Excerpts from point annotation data
--

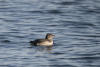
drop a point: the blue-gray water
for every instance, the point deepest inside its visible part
(75, 23)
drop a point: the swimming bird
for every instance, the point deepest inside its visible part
(47, 41)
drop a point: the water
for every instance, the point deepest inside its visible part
(76, 24)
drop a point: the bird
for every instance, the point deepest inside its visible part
(47, 41)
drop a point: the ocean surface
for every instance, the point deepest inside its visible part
(75, 24)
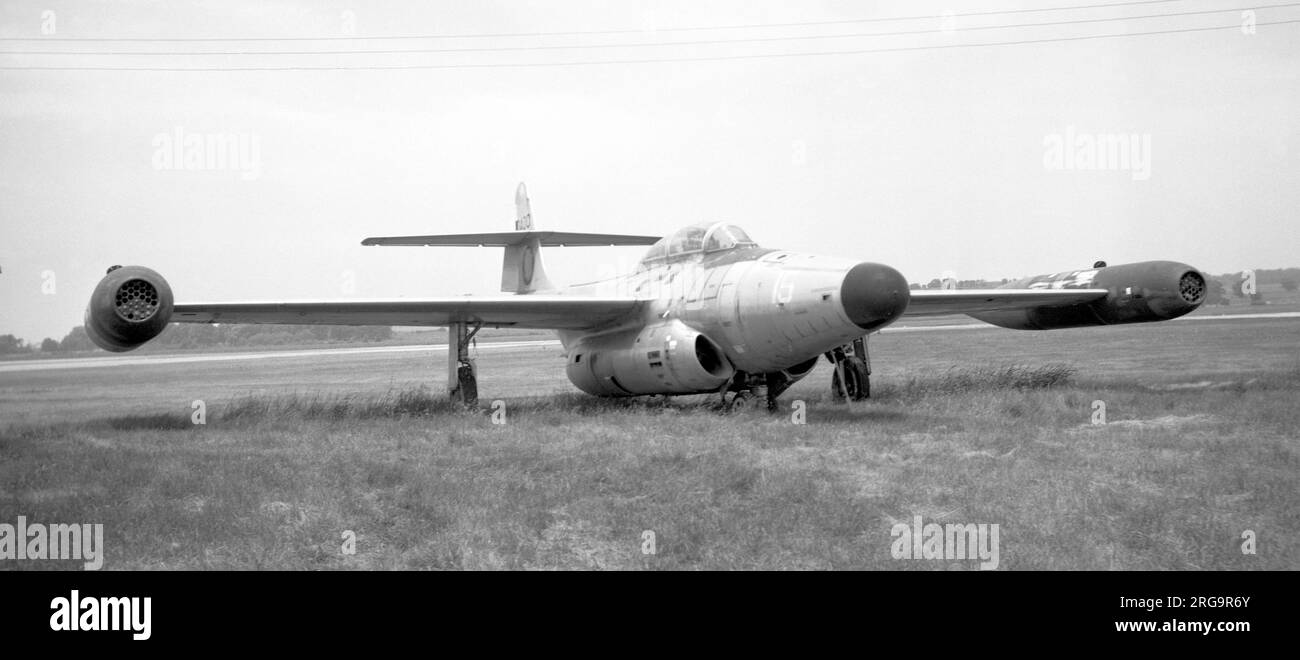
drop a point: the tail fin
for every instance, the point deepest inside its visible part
(521, 270)
(523, 211)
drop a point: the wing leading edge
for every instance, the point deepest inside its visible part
(935, 302)
(532, 312)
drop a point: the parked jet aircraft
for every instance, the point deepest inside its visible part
(705, 311)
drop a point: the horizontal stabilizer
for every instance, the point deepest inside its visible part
(515, 238)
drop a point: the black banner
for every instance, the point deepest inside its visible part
(151, 611)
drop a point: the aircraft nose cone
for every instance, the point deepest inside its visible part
(874, 295)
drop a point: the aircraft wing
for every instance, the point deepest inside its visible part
(934, 302)
(515, 238)
(550, 312)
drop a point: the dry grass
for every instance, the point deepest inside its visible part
(571, 482)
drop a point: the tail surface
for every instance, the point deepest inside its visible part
(521, 270)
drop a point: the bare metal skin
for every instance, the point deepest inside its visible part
(705, 311)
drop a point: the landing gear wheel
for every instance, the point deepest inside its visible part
(857, 378)
(468, 385)
(744, 400)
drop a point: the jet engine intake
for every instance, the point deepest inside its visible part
(129, 307)
(667, 357)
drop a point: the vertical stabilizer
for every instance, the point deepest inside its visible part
(523, 211)
(521, 270)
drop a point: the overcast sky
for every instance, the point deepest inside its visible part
(927, 160)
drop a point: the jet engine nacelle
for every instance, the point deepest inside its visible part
(129, 307)
(1138, 292)
(666, 357)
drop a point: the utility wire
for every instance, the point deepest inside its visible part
(653, 44)
(663, 60)
(580, 33)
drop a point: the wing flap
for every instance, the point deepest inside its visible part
(531, 312)
(934, 302)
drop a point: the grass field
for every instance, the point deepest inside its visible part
(1201, 443)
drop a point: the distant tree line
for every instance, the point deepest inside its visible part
(198, 335)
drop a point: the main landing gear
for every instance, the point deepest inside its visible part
(752, 389)
(462, 373)
(852, 377)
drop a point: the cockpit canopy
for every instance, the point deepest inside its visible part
(702, 238)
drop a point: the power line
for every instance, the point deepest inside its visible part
(580, 33)
(654, 44)
(662, 60)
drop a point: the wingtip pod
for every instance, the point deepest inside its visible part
(129, 307)
(1136, 294)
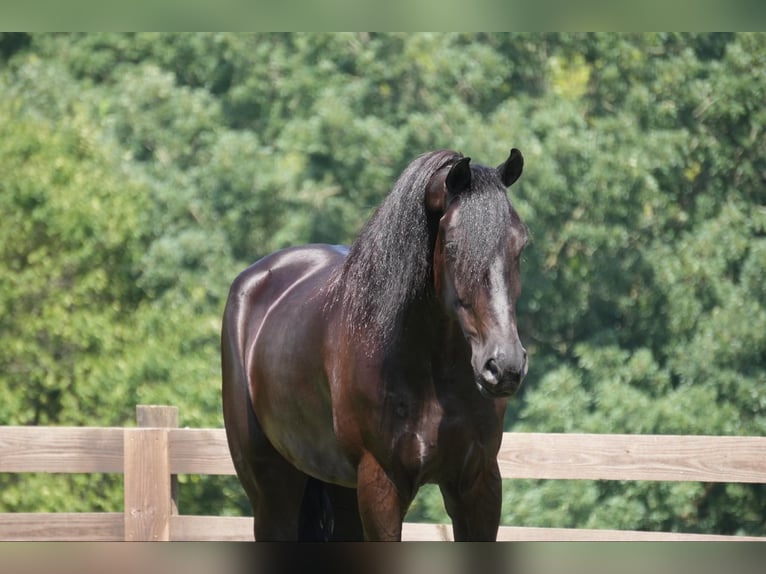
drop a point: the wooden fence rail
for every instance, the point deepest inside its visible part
(150, 455)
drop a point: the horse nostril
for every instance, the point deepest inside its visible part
(491, 372)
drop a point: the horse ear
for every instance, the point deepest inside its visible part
(510, 170)
(459, 177)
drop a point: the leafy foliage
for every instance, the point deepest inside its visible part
(143, 171)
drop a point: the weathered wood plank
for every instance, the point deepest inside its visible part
(533, 534)
(199, 451)
(61, 449)
(191, 528)
(147, 485)
(63, 526)
(634, 457)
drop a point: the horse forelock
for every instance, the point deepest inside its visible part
(484, 223)
(389, 264)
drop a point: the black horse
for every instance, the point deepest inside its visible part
(353, 376)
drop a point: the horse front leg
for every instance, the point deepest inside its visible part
(382, 505)
(474, 504)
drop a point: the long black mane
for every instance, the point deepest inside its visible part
(389, 263)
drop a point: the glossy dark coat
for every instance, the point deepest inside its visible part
(351, 378)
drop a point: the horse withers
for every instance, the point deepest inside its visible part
(352, 376)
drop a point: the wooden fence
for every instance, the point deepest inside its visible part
(152, 454)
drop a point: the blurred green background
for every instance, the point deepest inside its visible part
(139, 173)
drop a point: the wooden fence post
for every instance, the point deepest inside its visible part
(150, 496)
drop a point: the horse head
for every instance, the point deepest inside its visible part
(476, 266)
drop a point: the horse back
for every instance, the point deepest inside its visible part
(273, 339)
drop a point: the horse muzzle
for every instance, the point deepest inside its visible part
(502, 373)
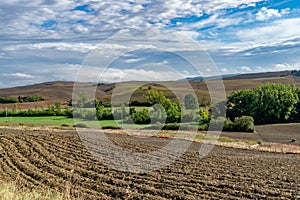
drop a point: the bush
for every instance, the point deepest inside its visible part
(8, 100)
(141, 117)
(243, 124)
(111, 127)
(190, 117)
(81, 125)
(217, 124)
(32, 98)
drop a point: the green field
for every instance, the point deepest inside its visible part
(59, 121)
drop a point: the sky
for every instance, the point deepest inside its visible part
(51, 40)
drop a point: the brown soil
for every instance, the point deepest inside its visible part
(62, 91)
(43, 159)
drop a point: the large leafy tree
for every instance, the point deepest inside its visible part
(190, 102)
(172, 109)
(270, 103)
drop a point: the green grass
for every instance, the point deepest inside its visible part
(11, 191)
(60, 121)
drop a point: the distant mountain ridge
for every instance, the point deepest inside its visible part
(60, 91)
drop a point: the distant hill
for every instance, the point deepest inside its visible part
(62, 91)
(259, 75)
(202, 78)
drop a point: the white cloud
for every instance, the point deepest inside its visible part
(18, 75)
(246, 69)
(266, 13)
(272, 32)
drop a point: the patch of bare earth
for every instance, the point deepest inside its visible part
(43, 159)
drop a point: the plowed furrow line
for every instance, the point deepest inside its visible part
(77, 154)
(59, 173)
(76, 177)
(13, 163)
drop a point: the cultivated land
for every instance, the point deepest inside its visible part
(38, 154)
(58, 160)
(62, 91)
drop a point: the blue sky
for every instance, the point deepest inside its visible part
(45, 40)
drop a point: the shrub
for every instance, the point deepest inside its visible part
(141, 117)
(110, 127)
(32, 98)
(190, 117)
(8, 99)
(243, 124)
(217, 124)
(81, 125)
(221, 123)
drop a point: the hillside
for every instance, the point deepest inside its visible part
(62, 91)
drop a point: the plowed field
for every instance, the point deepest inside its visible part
(58, 160)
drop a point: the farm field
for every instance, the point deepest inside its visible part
(58, 160)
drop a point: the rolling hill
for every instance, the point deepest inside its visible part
(62, 91)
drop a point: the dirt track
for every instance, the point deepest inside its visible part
(59, 160)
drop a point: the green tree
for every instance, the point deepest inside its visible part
(190, 102)
(270, 103)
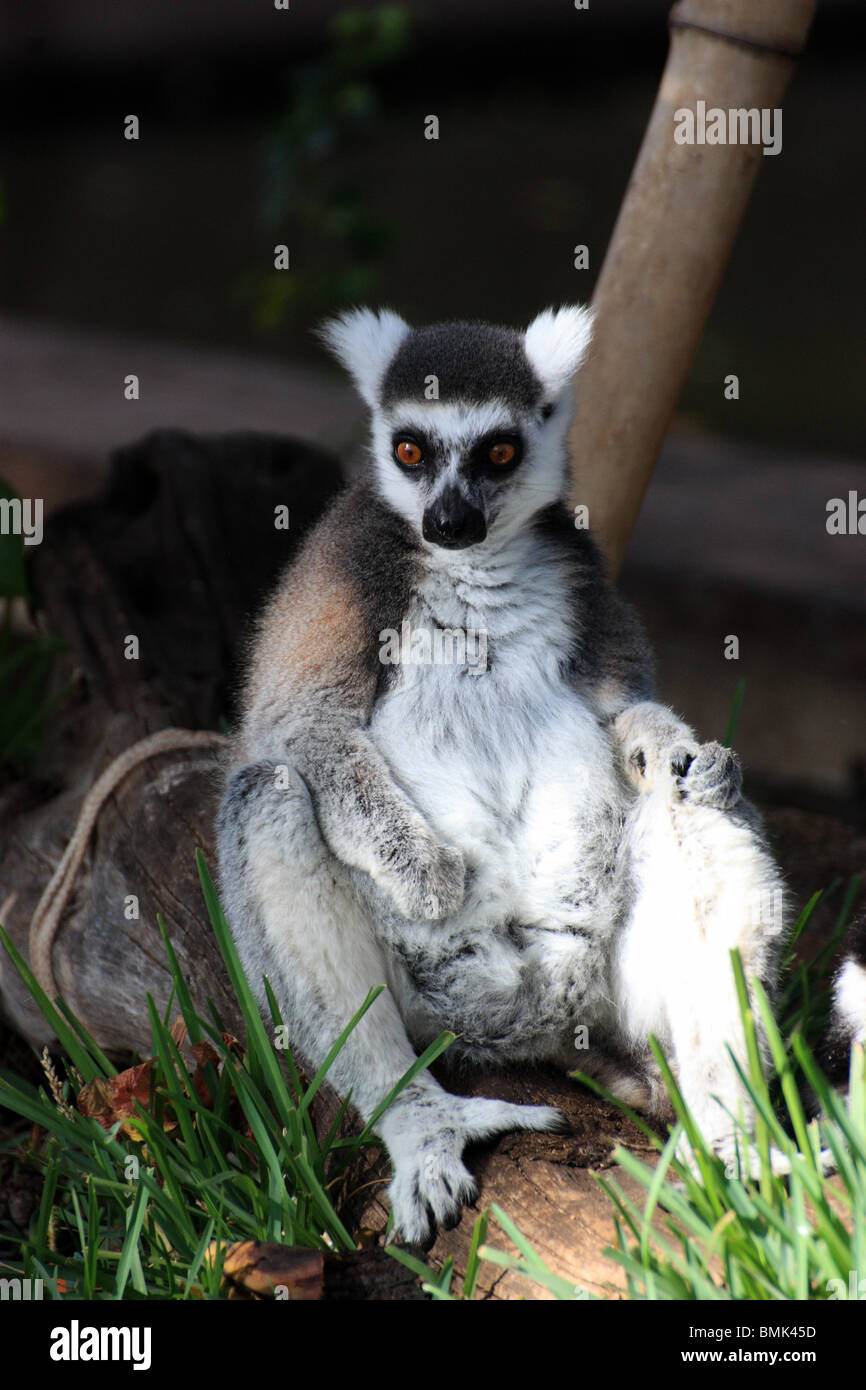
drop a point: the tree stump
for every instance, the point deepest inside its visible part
(178, 551)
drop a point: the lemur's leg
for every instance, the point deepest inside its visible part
(704, 884)
(296, 919)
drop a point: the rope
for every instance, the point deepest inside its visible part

--

_What to produce_
Reproduce the entries above without change, omitting all pictures.

_Finished task_
drop a point: the blue-gray water
for every instance, the point deepest inside its visible part
(75, 23)
drop a point: the swimming bird
for every instance, the point deepest inside its visible part
(47, 41)
drop a point: the water
for every instance, the point deepest inside its visible part
(76, 24)
drop a point: the bird
for every instance, the point deepest inside its visible part
(47, 41)
drop a point: the ocean surface
for every instance, the point deepest inside its visible part
(75, 24)
drop a point: the tail fin
for every instance, the point deepest inside its visible part
(521, 270)
(523, 211)
drop a point: the wing leading edge
for every instance, the point deepest inside its visible part
(935, 302)
(532, 312)
drop a point: the parked jet aircraft
for every instance, the point deepest inside its visible part
(705, 311)
drop a point: the horizontal stabilizer
for every instance, the point deepest inside its visible part
(515, 238)
drop a point: the black banner
for every instance, the point deepest inside its visible part
(151, 611)
drop a point: the aircraft nose cone
for every instance, the point deepest inside its visible part
(874, 295)
drop a point: the aircraft wing
for every instance, the point deepest inside its visible part
(934, 302)
(515, 238)
(550, 312)
drop a point: the dry grass
for every instance, the point deepest inside its visible part
(571, 482)
drop a point: the tail surface
for every instance, the point deepest inside its visible part
(521, 270)
drop a point: the bare metal skin
for every instance, the point deepest inside its visible part
(705, 311)
drop a point: the landing gear wheel
for every instance, the point deepest inside its visible part
(857, 378)
(468, 385)
(744, 400)
drop a point: the jet engine intake
for every instance, the point deepest inside its visible part
(129, 307)
(667, 357)
drop a point: the vertical stabilizer
for every instance, the point deepest inside its visible part
(523, 211)
(521, 270)
drop a point: the overcast sky
for every instance, the point deepest inside its visible part
(927, 160)
drop a point: the jet engine nacelle
for every instance, the point deepest inside its visible part
(129, 307)
(1138, 292)
(666, 357)
drop a point: the utility wire
for every instance, the point deepest inside its visible part
(653, 44)
(663, 60)
(580, 33)
drop a point: the wing flap
for every instance, the point deepest inside its visible part
(531, 312)
(934, 302)
drop a point: the grass field
for every instance, the point deepest inside its visible part
(1201, 443)
drop a point: the distant tree line
for every instance, the point deepest inside its visible part
(198, 335)
drop a point: the main landing gear
for every instance, the point deepest inside its visible part
(752, 389)
(462, 373)
(852, 377)
drop a point: the cockpit canopy
for every instance, the point deepest inside its visible part
(702, 238)
drop a point: the power line
for every instance, the point deepest inside its visible part
(580, 33)
(654, 44)
(662, 60)
drop a point: the wingtip pod
for every instance, the point deepest inside its visible part
(129, 307)
(1136, 294)
drop a point: the wooden fence rail
for every instance, the point deepest inside its visible part
(150, 455)
drop a point: the horse nostril
for every instance, the point deepest inside its visible part
(491, 372)
drop a point: the horse ear
for every instance, the point deepest inside its visible part
(510, 170)
(459, 177)
drop a point: the leafy foliage
for every instance, the point deepest inside its visible part
(143, 171)
drop a point: the weathered wood plank
for every instance, the point deepest inside its visible part
(533, 534)
(199, 451)
(61, 449)
(191, 528)
(147, 485)
(63, 526)
(634, 457)
drop a point: the horse forelock
for every instance, the point deepest inside its visible part
(484, 223)
(389, 264)
drop a point: the black horse
for every instance, the point deepest inside its visible part
(353, 376)
drop a point: the horse front leg
for every instance, the point deepest inside its visible part
(382, 505)
(474, 504)
drop a point: the long black mane
for every instance, the point deepest inside its visible part
(389, 263)
drop a point: the glossy dark coat
for every instance, the point deepest inside its visible part
(351, 378)
drop a point: the horse withers
for every instance, the point deepest inside its visible part
(352, 376)
drop a point: the wooden fence
for every instance, the point deepest inside its visible part
(152, 454)
drop a point: the blurred green background
for every instance, the point deepest inside its visible part
(139, 173)
drop a point: the wooden fence post
for every instance, the point deepest inside its visible part
(150, 496)
drop a point: the horse head
for every instance, the point deepest inside its visible part
(476, 266)
drop a point: the horse back
for every instance, the point deepest inside its visible part
(273, 339)
drop a point: the horse muzzle
for every instance, the point deepest inside its visible part
(502, 373)
drop a point: the bush
for every instance, the point deepest inside its visible part
(8, 100)
(141, 117)
(243, 124)
(111, 127)
(190, 117)
(81, 125)
(217, 124)
(32, 98)
drop a point: the green field
for every instance, the point deepest inside its visible part
(59, 121)
drop a point: the sky
for every instance, the point deepest inside its visible part
(51, 40)
drop a point: the brown soil
for every instance, the point deepest inside its visible part
(62, 91)
(43, 159)
drop a point: the large leafy tree
for every instance, the point deepest inside its visible part
(190, 102)
(172, 109)
(270, 103)
drop a point: the green grass
for every instance, the point deepest inside its visible part
(11, 191)
(60, 121)
drop a point: the distant mountain ridge
for every instance, the point deepest inside its visible part
(60, 91)
drop a point: the distant hill
for every instance, the point deepest inside its visible part
(62, 91)
(259, 75)
(202, 78)
drop a point: the white cloud
for every instance, the point deepest inside its visible part
(18, 75)
(246, 69)
(266, 13)
(272, 32)
drop a point: the patch of bare earth
for every instance, the point deepest inside its visible part
(43, 159)
drop a point: the plowed furrow line
for every instance, the point deepest inside its visible part
(77, 154)
(59, 173)
(76, 177)
(13, 163)
drop a point: the cultivated land
for every instance, the point deepest inside its visible part
(38, 154)
(58, 160)
(62, 91)
drop a point: the blue sky
for every instance, the point deepest inside its visible part
(45, 40)
drop a point: the shrub
for every instance, the point deepest inside its visible part
(141, 117)
(110, 127)
(32, 98)
(190, 117)
(8, 99)
(243, 124)
(217, 124)
(81, 125)
(221, 123)
drop a point: the hillside
for every instance, the point deepest inside its visible part
(62, 91)
drop a point: the plowed field
for every instance, the point deepest inside its visible part
(58, 160)
drop a point: the farm field
for every instance, the point deepest inside its visible part
(58, 160)
drop a point: the rolling hill
for every instance, the point deepest inside its visible part
(62, 91)
drop a point: the dirt track
for every instance, the point deepest inside its visible part
(59, 160)
drop a point: the green tree
for every instance, the point deepest inside its visible part
(190, 102)
(270, 103)
drop a point: the tree stump
for every instance, the point deepest inside its visible part
(178, 551)
drop a point: the lemur's leg
for every instance, the point deepest inside its visible part
(704, 884)
(296, 919)
drop a point: the rope
for every instance, the point deepest inside its visible part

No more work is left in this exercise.